Source document =>
I had a similar issue on my Expromizer RTA after a thorough clean and later realised that the positive post had come slightly loose when I got in there with a screwdriver. Felt tight, but was able to give it a good one and a half turn with a screwdriver. Problem solved after that.


----------



## Timwis (1/4/21)

Leven Naicker said:


> @Timwis I understand what you're saying 100% but my issue is the constant changing in resistance I didnt leave it in long enough to see that it actually does not settle


You said it remained at 0.65ohm?


----------



## Leven Naicker (1/4/21)

Timwis said:


> You said it remained at 0.65ohm?


I thought it was staying there but a couple hours later it continued dropping


----------



## Teunh (1/4/21)

Make some round wire coil to see what that does.

Reactions: Like 1


----------



## Timwis (1/4/21)

Required task 1 =>
Answer these questions using the forum thread above, one answer per line:
(a) On which tank did the first poster have a similar issue after a thorough clean?
(b) At what resistance did Timwis ask whether it had remained?
(c) What kind of coil did Teunh suggest making?
Required task 2 => List every distinct username that appears as a post header in the forum thread.
Required task 3 => Rewrite the forum thread from "I had a similar" up to and including "solved after that.", replacing every instance of "screwdriver" with "hex key".

Data excerpt =>
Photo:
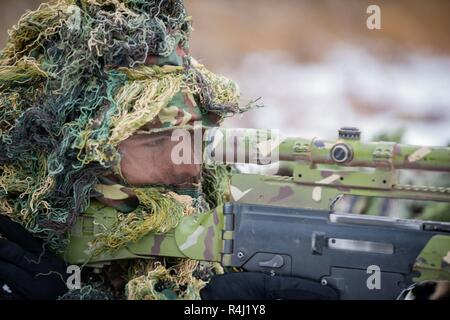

Correct output 1 =>
(a) The Expromizer RTA
(b) 0.65ohm
(c) A round wire coil

Correct output 2 =>
Timwis
Leven Naicker
Teunh

Correct output 3 =>
I had a similar issue on my Expromizer RTA after a thorough clean and later realised that the positive post had come slightly loose when I got in there with a hex key. Felt tight, but was able to give it a good one and a half turn with a hex key. Problem solved after that.